◆ Given task
Answer these from the forum thread on Canon FD lenses, one line each:
(a) What total amount does the person who started the thread want to stay under?
(b) Which lens does that person say they have already decided on?
(c) Which old M42 body is called quite good and widely available?

◆ Source document
━━━

# Canon fd lenses



## SJTstudios (Oct 12, 2012)

Hey, I'm looking at some old canon fd bodies, for a film class I'm doing.
I'd like to know what some good fd primes would be.
I'd like to stay under 1000 for the total, and I'm going to get an fd to ef adapter, so I can use them mf.
I'd like a fast 50, a short telephoto, and maybe a wideangle and an ultrawide


----------



## Mt Spokane Photography (Oct 12, 2012)

Which FD-EOS adapter? You may be dissappointed if you think the cheap Chinese ones will work well. Ed Mika makes some good adapters and conversion kits. You get what you pay for.
Ed Posts regularly on this forum. 
http://www.canonrumors.com/forum/index.php?topic=9447.msg174139#msg174139

IMHO, it will be easier and less costly to purchase a old Nikon film body with good lenses. Its much easier to adapt Nikon lenses to EOS than FD to EOS.


----------



## SJTstudios (Oct 12, 2012)

I'm just probably put in the cash for the canon, but more importantly, I need to find some lenses that may be worth paying for. I thing I've already decided on the fd 85mm 1.2


----------



## sandymandy (Oct 12, 2012)

There are no "real" FD to EOS Adapters. Dont let urself get fooled. FD lenses are so long they will hit the mirror (on a FF DSLR). On APS-C they wont hit the mirror but its still not as easy as M42 to EOS.

What u want is a real conversion kit which replaces the FD mount with an EOS mount but they are not cheap.
Good lenses:

50mm 1.2
55mm 1.2

Check this: http://en.wikipedia.org/wiki/Canon_FD_lens_mount#FD_lenses

Just pick ur favorite focal length and aperture, basically there werent many bad lenses since photography wasnt so mainstream like today .

p.s.

its way cheaper to just get M42 lenses which really only need some 10$ adapter to work on all EOS cameras. Or just get some old m42 bodies (pentax spotmatic is quite good and widely available).

━━━

◆ Given information
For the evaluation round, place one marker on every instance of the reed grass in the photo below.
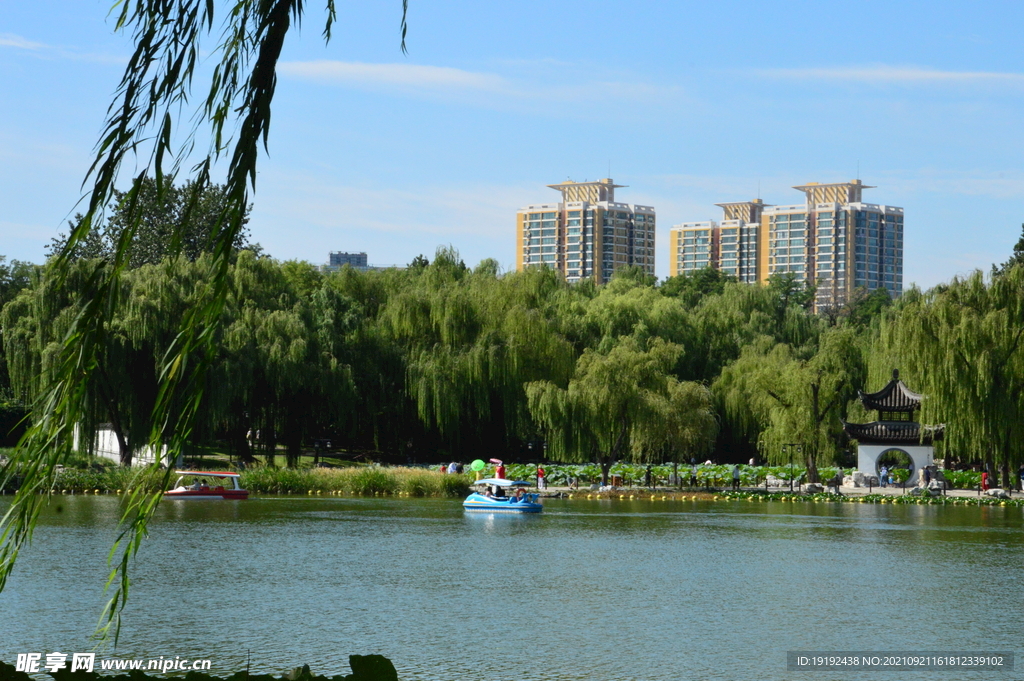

━━━

◆ Solution for this task
(a) 1000 for the total.
(b) The FD 85mm 1.2.
(c) The Pentax Spotmatic.